Given task -> The data below needs to be returned exactly, line for line.

----- Exercise data -----

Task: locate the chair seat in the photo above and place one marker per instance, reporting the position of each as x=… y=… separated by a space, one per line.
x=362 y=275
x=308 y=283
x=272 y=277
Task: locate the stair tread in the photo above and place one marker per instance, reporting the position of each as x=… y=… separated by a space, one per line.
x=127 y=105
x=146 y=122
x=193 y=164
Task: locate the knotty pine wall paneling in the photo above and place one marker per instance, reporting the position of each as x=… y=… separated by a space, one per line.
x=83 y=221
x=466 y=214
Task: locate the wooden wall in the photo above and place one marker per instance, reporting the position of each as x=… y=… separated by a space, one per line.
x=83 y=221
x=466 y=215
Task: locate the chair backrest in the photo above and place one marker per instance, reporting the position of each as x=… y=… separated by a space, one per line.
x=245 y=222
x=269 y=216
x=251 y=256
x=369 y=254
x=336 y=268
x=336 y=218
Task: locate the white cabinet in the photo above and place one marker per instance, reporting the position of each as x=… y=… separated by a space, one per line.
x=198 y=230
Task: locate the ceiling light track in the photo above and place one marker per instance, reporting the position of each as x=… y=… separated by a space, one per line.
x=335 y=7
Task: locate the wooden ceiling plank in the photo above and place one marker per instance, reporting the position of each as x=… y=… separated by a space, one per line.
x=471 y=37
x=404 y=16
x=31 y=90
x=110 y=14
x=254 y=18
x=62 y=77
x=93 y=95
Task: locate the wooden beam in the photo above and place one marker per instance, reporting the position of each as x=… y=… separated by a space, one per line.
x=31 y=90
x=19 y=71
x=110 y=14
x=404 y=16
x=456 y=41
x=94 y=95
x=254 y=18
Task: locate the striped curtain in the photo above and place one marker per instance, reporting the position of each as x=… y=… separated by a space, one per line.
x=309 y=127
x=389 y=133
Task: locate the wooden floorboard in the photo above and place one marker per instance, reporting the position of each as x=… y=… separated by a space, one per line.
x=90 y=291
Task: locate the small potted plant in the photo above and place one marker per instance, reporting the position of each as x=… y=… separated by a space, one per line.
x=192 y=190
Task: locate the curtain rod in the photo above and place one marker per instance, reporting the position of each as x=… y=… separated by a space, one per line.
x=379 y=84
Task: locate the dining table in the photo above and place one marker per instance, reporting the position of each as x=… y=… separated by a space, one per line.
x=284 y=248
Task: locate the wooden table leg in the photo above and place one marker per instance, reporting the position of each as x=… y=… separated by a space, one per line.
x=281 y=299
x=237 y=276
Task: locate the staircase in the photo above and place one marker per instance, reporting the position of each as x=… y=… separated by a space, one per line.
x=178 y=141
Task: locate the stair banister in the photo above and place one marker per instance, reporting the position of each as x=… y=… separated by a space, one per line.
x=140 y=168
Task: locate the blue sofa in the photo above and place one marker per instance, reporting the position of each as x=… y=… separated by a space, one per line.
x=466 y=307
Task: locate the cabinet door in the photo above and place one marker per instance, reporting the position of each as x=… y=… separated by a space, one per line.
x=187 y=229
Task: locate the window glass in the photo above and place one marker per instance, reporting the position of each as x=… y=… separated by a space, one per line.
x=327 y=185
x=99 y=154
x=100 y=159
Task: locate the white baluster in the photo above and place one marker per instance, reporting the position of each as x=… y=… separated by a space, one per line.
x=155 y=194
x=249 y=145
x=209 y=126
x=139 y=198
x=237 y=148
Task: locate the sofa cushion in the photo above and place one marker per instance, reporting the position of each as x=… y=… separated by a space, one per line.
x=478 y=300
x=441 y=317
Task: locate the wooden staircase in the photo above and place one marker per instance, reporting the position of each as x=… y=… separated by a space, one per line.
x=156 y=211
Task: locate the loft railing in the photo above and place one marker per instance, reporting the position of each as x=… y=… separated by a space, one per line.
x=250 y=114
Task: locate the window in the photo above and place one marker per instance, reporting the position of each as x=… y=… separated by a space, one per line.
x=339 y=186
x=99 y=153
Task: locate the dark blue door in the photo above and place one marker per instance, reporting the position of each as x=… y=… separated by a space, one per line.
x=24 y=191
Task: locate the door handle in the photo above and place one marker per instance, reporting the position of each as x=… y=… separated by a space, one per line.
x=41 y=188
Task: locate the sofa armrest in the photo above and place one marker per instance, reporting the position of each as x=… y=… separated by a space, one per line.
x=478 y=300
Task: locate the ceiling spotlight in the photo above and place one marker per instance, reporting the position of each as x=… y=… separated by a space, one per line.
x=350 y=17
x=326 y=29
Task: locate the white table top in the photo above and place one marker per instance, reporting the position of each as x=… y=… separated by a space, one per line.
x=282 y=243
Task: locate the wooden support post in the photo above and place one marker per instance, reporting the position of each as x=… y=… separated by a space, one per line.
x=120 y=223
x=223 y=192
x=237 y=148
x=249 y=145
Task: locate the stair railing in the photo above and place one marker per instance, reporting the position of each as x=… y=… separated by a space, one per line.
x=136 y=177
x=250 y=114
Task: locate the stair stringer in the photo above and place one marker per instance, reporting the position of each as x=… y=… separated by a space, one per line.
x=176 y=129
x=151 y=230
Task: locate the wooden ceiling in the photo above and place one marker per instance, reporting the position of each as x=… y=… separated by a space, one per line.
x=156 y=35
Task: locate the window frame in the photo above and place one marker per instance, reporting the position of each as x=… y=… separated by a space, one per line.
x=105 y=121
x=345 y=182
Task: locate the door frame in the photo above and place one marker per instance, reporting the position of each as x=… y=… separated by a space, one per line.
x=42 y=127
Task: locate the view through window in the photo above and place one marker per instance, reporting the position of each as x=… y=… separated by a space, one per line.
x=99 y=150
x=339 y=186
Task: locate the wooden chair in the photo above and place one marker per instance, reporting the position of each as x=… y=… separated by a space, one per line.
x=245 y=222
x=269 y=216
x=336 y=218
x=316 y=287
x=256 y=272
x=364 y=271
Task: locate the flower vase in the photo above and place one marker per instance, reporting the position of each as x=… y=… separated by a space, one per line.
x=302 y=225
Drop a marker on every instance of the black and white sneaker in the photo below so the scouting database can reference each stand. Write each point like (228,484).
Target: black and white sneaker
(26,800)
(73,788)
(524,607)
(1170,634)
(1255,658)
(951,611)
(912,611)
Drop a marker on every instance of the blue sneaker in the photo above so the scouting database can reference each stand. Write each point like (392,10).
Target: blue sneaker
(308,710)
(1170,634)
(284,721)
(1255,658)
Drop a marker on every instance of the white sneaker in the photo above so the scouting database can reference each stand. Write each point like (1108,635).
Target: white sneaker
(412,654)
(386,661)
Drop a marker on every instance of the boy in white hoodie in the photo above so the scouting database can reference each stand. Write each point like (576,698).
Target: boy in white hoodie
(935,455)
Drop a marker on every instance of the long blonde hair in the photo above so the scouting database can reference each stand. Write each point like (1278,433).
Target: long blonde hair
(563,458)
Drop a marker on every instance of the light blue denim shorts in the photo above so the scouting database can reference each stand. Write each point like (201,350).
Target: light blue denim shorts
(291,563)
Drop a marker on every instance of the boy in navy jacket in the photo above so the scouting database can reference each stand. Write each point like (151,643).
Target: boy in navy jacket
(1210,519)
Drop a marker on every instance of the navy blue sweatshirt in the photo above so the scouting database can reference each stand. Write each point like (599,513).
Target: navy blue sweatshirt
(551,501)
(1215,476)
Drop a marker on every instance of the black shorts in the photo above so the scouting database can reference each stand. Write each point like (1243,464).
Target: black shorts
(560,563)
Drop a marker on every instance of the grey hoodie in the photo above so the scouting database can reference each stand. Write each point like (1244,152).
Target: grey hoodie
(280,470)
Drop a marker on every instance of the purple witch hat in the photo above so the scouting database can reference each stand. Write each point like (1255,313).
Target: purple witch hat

-----

Task response ->
Task: locate the chair seat in the photo above and place one marker per instance, reporting the position of each as x=… y=… separated by a space, one per line.
x=362 y=275
x=308 y=283
x=272 y=277
Task: locate the stair tread in the photo above and place one marker per instance, reporting the position of each as x=… y=… separated by a space, one per line.
x=127 y=105
x=146 y=122
x=193 y=164
Task: locate the knotty pine wall paneling in the photo above and place one marker per instance, reporting the position of each as x=… y=… separated by a space, one per line.
x=83 y=221
x=466 y=214
Task: locate the wooden wall in the photo above and place one marker per instance, reporting the position of each as x=… y=… separated by a space, one per line.
x=83 y=221
x=466 y=215
Task: locate the chair backrest in the photo above and place one marker per instance, reporting the position of each as x=… y=… separated by a space, one per line.
x=245 y=222
x=269 y=216
x=251 y=256
x=369 y=254
x=336 y=268
x=336 y=218
Task: locate the white cabinet in the photo above and place one marker per instance, reporting the position of each as x=… y=… separated by a space, one per line.
x=198 y=230
Task: locate the ceiling light track in the photo above and place one marker per instance, reporting the position of each as x=… y=… separated by a space, one per line.
x=335 y=7
Task: locate the wooden ceiling plank in the photo above and place one marker per instance, reporting the position of each as x=… y=… separated by a space, one per line.
x=471 y=37
x=404 y=16
x=31 y=90
x=110 y=14
x=254 y=18
x=62 y=77
x=93 y=95
Task: locate the wooden beam in the photo above and place one marker per instance, reporting the position of each as x=… y=… separated by a space, one per line.
x=31 y=90
x=19 y=71
x=110 y=14
x=404 y=16
x=456 y=41
x=94 y=95
x=254 y=18
Task: locate the striped curtain in the photo above and place one marker per instance, reporting the position of each as x=… y=… separated by a space, one per line.
x=309 y=127
x=389 y=133
Task: locate the wooden floorboard in the photo above and place one marker per instance, reporting the position of each as x=… y=… separated by a space, one per line.
x=90 y=291
Task: locate the small potted plant in the photo above and place one marker per instance, reporting the position of each as x=… y=… separated by a space, one per line.
x=192 y=190
Task: locate the curtain rod in the photo above and place one marker per instance, reporting the position of each as x=… y=… separated by a space, one per line.
x=379 y=84
Task: locate the dining table in the photo above and place one marker per instance, reporting the position of each as x=… y=… separated by a space, one per line.
x=284 y=248
Task: locate the wooden table leg in the photo above and place one marker per instance, reporting the position of each as x=… y=… separated by a space, one per line.
x=281 y=299
x=237 y=276
Task: locate the staircase in the photo above and place one marker per instance, reporting the position of each as x=… y=… separated by a space, one per line.
x=178 y=141
Task: locate the stair banister in the photo above and place one marker per instance, reporting the position of each as x=… y=… separated by a space, one per line.
x=140 y=168
Task: locate the blue sofa in the photo above and place one marker per instance, reporting the position of each as x=… y=… separated by a space, one per line.
x=466 y=307
Task: locate the cabinet door in the photo above and place one marker per instance, reporting the position of each as x=… y=… separated by a space, one per line.
x=187 y=229
Task: locate the window glass in the photo above and place one marker per instance, reporting the position of each as x=… y=… separated by a space, one per line.
x=327 y=185
x=99 y=154
x=100 y=159
Task: locate the white baluster in the photo above and place one marker per instance, reporting the position of each as x=… y=… separated by a space, one per line.
x=155 y=194
x=249 y=145
x=209 y=126
x=139 y=198
x=237 y=148
Task: locate the sofa cushion in the photo above and place one marker per instance, reporting the position of each as x=… y=… separated by a space, one per line.
x=478 y=300
x=441 y=317
Task: locate the wooden staircase in the photo above and place one marker per instance, reporting the position of each as x=… y=… separated by a space, one per line.
x=156 y=211
Task: locate the loft railing in the photo above and place one marker per instance, reporting the position of each as x=… y=… separated by a space, one per line.
x=250 y=114
Task: locate the window in the photo above and place one marker per instance, reporting the position of each as x=… y=… separated by a space, one per line.
x=339 y=186
x=99 y=153
Task: locate the dark blue door in the photo above and place one marker per instance, reporting the position of each as x=… y=… separated by a space, one per line.
x=24 y=191
Task: locate the door handle in the photo above and place one marker per instance, reporting the position of each as x=… y=… separated by a space, one per line.
x=41 y=188
Task: locate the sofa armrest in the photo above and place one marker per instance, reporting the position of each as x=… y=… separated by a space, one per line.
x=478 y=300
Task: locate the ceiling spotlight in the photo above and place one marker per instance, reporting the position of each as x=… y=… separated by a space, one per line.
x=350 y=17
x=326 y=29
Task: locate the white table top in the photo above and place one marker per instance, reporting the position of each as x=… y=… separated by a space, one per line.
x=282 y=243
Task: locate the wooden support post in the photo above and place one marker per instance, reporting the position of each as x=… y=… separated by a space, one per line.
x=120 y=223
x=223 y=192
x=237 y=148
x=249 y=145
Task: locate the stair railing in the photo above and place one marker per instance, reporting the position of each as x=… y=… separated by a space, one per line.
x=136 y=177
x=250 y=114
Task: locate the stair stringer in the photo above and place one marker per instance, reporting the position of each as x=… y=… separated by a space, one per line.
x=176 y=129
x=151 y=230
Task: locate the wooden ceiling in the photo above and place one marker per instance, reporting the position of each as x=… y=… separated by a space, one per line.
x=156 y=35
Task: locate the window frame in the photo above and place one marker per instance, reporting the position of each as x=… y=… separated by a space, one per line.
x=105 y=121
x=345 y=182
Task: locate the door frame in the photo above and place one marker per instance, reporting the position of each as x=… y=… separated by a space, one per line.
x=42 y=127
Task: locate the view through window in the photo above and place one marker per instance, reporting the position of each as x=… y=… separated by a space, one per line.
x=99 y=150
x=339 y=186
Task: locate the wooden chair in the photo above and place one marker per instance, reporting the position of each as x=… y=… separated by a space, one per line.
x=245 y=222
x=269 y=216
x=336 y=218
x=316 y=287
x=256 y=272
x=364 y=271
Task: locate the flower vase in the photo above and place one marker per instance, reporting the position of each as x=… y=… separated by a space, one per line.
x=302 y=225
Drop a marker on every instance of the black and white sneaker in the photo below so the scouting database can reference each stand. Write each point like (228,484).
Target: black and white sneaker
(26,800)
(73,788)
(524,607)
(1170,634)
(1255,658)
(951,611)
(912,611)
Drop a marker on every instance of the blue sneaker in the photo above so the scouting database can reference each stand. Write each point like (392,10).
Target: blue sneaker
(308,710)
(1170,634)
(284,721)
(1255,658)
Drop a marker on every instance of the white sneaker in the photo above so the scouting database can reference each stand. Write each point like (1108,635).
Target: white sneaker
(412,654)
(386,661)
Drop a marker on every instance of the boy in white hoodie in the photo above so the scouting database can reference each stand. Write each point like (576,698).
Target: boy in white hoodie
(935,455)
Drop a marker on every instance of the long blonde hair in the photo above so the scouting database can reference each stand. Write each point like (1278,433).
Target: long blonde hair
(563,458)
Drop a marker on every instance of the light blue denim shorts in the photo above so the scouting database can reference each stand. Write each point like (201,350).
Target: light blue denim shorts
(291,563)
Drop a marker on every instance of the boy in navy jacket in the photo above so the scouting database can reference each stand. Write each point like (151,643).
Target: boy in navy jacket
(1210,519)
Drop a marker on every instance of the navy blue sweatshirt in the photo above so the scouting database can reference each stand. Write each point like (599,513).
Target: navy blue sweatshirt
(551,501)
(1215,476)
Drop a marker on every instance of the black shorts in the photo above so the scouting database can reference each stand. Write each point like (1243,464).
Target: black shorts
(560,563)
Drop a marker on every instance of the grey hoodie in the photo above so the scouting database can reference each stand. Write each point like (1244,152).
Target: grey hoodie
(280,470)
Drop a marker on every instance of the purple witch hat in the photo above so the scouting database can reference each stand. Write each point like (1255,313).
Target: purple witch hat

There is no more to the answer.